[Image point annotation entries]
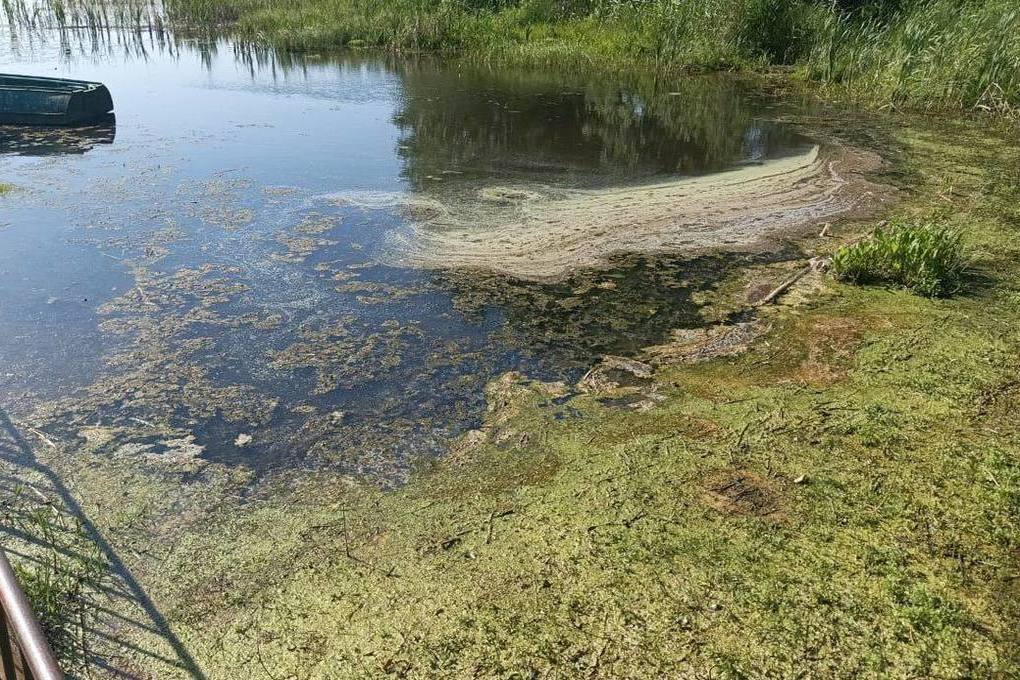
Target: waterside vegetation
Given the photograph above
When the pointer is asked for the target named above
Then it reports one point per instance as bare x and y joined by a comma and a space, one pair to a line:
925, 257
916, 53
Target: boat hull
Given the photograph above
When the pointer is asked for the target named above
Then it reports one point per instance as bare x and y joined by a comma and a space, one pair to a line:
46, 101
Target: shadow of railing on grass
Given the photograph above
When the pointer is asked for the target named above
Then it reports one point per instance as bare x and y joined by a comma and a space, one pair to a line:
43, 490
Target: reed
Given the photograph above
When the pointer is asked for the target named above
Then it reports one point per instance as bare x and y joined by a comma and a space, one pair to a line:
925, 257
914, 53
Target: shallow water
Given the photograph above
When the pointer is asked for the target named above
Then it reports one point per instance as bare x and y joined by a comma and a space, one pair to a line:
202, 275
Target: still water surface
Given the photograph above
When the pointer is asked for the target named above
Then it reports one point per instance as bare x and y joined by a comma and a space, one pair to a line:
201, 275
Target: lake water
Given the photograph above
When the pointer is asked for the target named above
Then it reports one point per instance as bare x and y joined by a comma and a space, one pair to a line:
202, 276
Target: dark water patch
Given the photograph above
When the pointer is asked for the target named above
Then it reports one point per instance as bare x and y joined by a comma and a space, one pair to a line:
225, 234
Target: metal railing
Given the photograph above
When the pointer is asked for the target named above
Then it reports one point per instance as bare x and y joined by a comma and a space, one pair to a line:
24, 654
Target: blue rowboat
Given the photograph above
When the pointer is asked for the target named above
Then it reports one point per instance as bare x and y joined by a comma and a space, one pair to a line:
26, 100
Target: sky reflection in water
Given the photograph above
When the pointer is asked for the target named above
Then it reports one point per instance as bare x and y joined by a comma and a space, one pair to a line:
204, 265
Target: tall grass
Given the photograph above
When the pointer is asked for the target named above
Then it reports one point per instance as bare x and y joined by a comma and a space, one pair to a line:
925, 257
932, 53
60, 570
917, 53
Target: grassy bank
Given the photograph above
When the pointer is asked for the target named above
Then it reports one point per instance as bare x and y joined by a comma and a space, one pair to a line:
922, 53
839, 500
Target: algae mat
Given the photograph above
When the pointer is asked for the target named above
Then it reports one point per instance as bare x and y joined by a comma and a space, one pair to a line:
537, 233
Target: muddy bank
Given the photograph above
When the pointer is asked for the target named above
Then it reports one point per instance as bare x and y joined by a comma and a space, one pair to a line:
540, 234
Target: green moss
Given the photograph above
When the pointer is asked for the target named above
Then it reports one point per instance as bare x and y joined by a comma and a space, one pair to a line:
838, 501
924, 54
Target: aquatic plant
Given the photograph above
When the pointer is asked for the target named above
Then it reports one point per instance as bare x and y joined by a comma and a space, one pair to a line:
60, 573
926, 257
919, 53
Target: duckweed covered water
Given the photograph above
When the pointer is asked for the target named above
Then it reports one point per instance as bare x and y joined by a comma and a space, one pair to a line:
201, 277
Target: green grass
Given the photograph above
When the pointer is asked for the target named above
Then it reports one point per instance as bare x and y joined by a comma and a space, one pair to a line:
60, 574
918, 53
910, 53
838, 502
925, 257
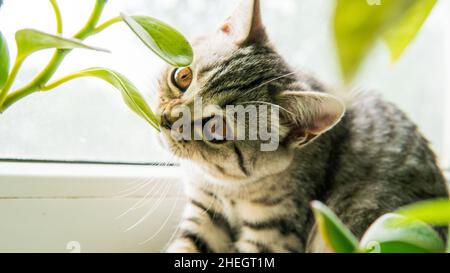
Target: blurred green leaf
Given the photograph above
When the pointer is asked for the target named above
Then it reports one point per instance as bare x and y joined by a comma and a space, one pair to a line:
129, 92
433, 212
400, 34
333, 231
4, 60
389, 234
358, 25
30, 40
165, 41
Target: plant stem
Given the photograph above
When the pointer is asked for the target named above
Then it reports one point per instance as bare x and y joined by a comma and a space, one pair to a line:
59, 25
12, 76
42, 78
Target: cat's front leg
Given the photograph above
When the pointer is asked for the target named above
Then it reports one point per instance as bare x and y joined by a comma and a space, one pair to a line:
203, 229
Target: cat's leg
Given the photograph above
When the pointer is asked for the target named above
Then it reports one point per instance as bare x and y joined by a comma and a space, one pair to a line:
271, 226
204, 228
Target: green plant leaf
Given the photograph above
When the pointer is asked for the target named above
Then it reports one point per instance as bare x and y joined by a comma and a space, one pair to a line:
434, 212
165, 41
400, 34
390, 234
129, 92
30, 40
359, 24
4, 60
333, 231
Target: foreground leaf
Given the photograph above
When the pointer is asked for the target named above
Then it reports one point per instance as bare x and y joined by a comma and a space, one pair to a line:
30, 40
165, 41
129, 92
389, 234
358, 25
333, 231
433, 212
400, 34
4, 60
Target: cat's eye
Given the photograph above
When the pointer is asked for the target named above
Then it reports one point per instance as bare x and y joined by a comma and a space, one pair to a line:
182, 78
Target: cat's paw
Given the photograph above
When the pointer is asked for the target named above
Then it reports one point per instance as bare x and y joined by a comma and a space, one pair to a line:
182, 246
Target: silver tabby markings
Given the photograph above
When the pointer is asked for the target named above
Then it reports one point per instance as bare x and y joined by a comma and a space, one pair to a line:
362, 158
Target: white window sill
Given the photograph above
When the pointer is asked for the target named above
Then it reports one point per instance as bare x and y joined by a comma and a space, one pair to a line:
44, 207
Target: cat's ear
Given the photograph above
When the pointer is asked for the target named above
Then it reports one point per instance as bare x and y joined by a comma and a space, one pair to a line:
307, 115
245, 24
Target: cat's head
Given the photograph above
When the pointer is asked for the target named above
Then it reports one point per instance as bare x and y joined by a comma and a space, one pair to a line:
237, 66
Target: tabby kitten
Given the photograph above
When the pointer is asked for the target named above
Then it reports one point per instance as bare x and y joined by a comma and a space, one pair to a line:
362, 163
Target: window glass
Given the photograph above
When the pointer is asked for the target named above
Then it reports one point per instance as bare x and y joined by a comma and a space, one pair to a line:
87, 120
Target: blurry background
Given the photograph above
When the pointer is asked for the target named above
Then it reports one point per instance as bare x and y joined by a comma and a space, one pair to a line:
86, 120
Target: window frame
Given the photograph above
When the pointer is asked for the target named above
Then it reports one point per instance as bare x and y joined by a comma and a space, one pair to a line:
38, 180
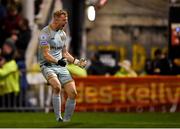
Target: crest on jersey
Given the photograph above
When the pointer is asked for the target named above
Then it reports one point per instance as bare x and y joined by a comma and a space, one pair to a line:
43, 37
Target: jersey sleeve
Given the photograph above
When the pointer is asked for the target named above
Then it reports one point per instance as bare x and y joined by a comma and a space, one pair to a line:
43, 40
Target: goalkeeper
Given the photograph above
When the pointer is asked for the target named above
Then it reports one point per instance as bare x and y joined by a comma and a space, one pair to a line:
53, 57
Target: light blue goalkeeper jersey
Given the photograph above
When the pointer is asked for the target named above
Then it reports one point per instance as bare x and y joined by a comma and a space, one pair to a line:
55, 39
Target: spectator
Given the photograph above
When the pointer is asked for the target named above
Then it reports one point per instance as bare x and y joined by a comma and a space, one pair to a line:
160, 65
125, 70
98, 68
9, 75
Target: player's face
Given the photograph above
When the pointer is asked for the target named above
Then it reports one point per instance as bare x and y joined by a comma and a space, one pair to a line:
62, 21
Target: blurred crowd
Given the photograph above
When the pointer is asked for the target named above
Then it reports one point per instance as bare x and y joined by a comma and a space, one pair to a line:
15, 35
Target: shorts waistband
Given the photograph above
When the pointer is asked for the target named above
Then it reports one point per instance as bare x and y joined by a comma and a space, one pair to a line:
48, 64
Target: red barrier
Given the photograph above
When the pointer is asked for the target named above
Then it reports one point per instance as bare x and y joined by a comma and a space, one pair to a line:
99, 93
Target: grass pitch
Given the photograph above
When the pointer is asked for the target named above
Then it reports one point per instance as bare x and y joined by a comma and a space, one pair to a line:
90, 120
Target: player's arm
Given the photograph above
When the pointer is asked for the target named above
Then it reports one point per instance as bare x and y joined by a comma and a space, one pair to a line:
48, 57
46, 51
81, 63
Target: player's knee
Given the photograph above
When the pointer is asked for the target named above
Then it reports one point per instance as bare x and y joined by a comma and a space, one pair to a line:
72, 95
57, 89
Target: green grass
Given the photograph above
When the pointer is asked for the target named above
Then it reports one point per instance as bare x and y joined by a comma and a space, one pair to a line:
89, 120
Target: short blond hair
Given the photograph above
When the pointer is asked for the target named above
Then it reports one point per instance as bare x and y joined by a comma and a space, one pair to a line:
58, 13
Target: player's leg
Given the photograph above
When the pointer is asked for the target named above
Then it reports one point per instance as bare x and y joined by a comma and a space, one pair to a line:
70, 89
56, 98
51, 77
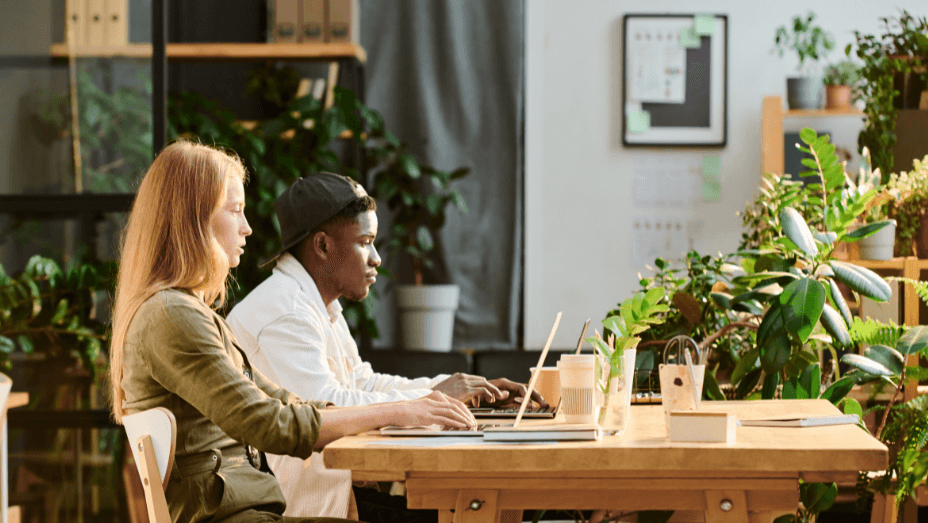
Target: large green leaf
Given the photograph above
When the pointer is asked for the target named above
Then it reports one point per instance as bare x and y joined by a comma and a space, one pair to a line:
838, 299
817, 497
862, 280
914, 341
838, 390
801, 303
867, 230
710, 387
748, 362
805, 386
721, 300
834, 324
771, 383
796, 229
886, 356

■ Task requirements
Each line from the one that contains "Target: player's arm" through the end of the records should be restated exactly; include both end lines and leave any pictures out.

■ Answer in full
Target: player's arm
Given the photograph above
When the pointer is asked for the target named above
Then it reports one point per instance as bare x and y joined by a comma and a space, one pair to a line:
48, 57
46, 51
81, 63
Target: player's knee
Given the photograph above
When the pointer is asked for the target named above
Then it reports one point per instance as bare x and y joined by a comma and a space, one pair to a line:
72, 95
57, 89
Target: green grass
Given the photograph above
When the pointer is asked for the target named above
Then it reports one point per instance as bare x and y joined by a comma and a space, one pair to a line:
89, 120
Target: short blond hair
Given the photograph above
When the pointer is asked for the target named above
Then it reports one point per instance as bare x and y joined by a comma and a space, one pair to a line:
58, 13
Target: player's leg
Given the photograph above
When the pointer is asked for the target named above
Then it reports one point per instance as bare x and y joined by a comma and a space, one pair to a line:
70, 89
56, 98
51, 77
Target: large green leaf
Given the photograph above
When the pointer is asked for the target named above
Then it reports one point per instance as bare x and y joined by a comma and a space, one pair to a line:
838, 299
817, 497
862, 280
914, 341
838, 390
801, 303
867, 230
710, 387
748, 362
805, 386
721, 300
834, 324
771, 383
796, 229
886, 356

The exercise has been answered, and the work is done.